┌─ Document passage

Let’s admit it, women are not safe anywhere and from anyone and it’s not ok or acceptable! The ‘Me Too’ movement has once again highlighted the widespread prevalence, extent, and magnitude of the problem.

The assault against women has also been a recurrent theme in our myths, folktales, and legends. Though the sexual assault has never been endorsed or had the approval of any religion. But it was prevalent in varying degrees across societies and cultures since time immemorial.

Patricia Monaghan, in her book, ‘The Book of Goddesses and Heroines’ writes about Akycha, a solar goddess worshipped in Greenland, Canada, and Alaska. Akycha was a young woman and moon was her brother. She lived alone on the earth. One day in the dark of night, a young man broke into her house and raped her. This crime was frequently repeated, but she could never see the face of the man. To determine the identity of the man, she smeared his face with the soot of the oil lamp. Next morning, she saw the blackened face of her brother. She cut off her left breast and threw it towards him. Then she grabbed a burning wood and ran towards him. Both ran towards the sky and are still following each other.

└─
┌─ Items

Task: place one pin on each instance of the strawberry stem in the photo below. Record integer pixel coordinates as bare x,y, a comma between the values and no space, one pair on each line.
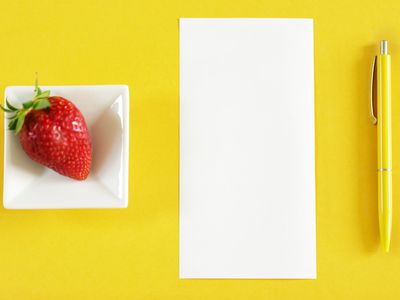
17,118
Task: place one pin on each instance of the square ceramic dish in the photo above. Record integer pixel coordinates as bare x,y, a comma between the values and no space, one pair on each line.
29,185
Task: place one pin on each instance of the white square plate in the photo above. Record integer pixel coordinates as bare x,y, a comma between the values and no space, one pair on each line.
29,185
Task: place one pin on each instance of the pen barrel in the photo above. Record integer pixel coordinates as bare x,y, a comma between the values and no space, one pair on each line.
384,113
384,150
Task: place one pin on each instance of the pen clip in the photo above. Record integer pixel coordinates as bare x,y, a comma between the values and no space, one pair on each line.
373,92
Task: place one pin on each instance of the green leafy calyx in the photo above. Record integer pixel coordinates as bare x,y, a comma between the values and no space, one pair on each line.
17,115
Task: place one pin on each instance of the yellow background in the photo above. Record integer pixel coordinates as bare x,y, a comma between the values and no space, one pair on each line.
133,253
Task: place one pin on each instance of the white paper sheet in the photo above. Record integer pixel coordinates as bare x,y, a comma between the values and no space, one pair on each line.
247,182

└─

Required actions:
[a] Which lines of the entries contain the word "square"? Report each of those lines in full.
[b] Write what comes next in the passage on assault against women in myths and folktales, picking up after its final sentence.
The passage and the entries have no connection to each other.

Results for the exercise:
[a]
Task: place one pin on each instance of the square ceramic dish in the photo above. Record integer pixel coordinates as bare x,y, a comma between the values and no space, one pair on each line.
Task: place one pin on each instance of the white square plate in the photo above. Record integer pixel coordinates as bare x,y, a comma between the values and no space, one pair on each line.

[b]
Hina is another dawn goddess from Polynesia who was raped by her father. She got embarrassed when she came to know of the identity of her father. She ran away to the underworld. Another version of the myth presents Hina as the wife of Maui. Hina was bathing in a pool one day when the father of all eels molested her by pressing her genitals.

In the book, ‘Women Who Ran with the Wolves’ by Estes, Clarissa, she writes about a Greek tale of Persephone, who was the daughter of Mother Earth Demeter. Persephone was playing in a garden of flowers one day. The earth starts shaking, and from deep within the ground, emerges Hades, the God of the Underworld. Hades was tall and mighty and was riding a chariot driven by four horses.

Hades seized the young girl, into his chariot. The girl desperately cried for help with her veiled and sandals flying. The chariot plunged back into the darkness of the earth,
Seizing the terrified girl, he plunged back with her under the ground and into obscurity. Her mother Demeter could hear the cries through stone and water but could not see her daughter. Demeter overcome by grief due to loss of her daughter began the long and crazy search for her daughter. This is popularly known as the Rape of Persephone in classical Greek mythology.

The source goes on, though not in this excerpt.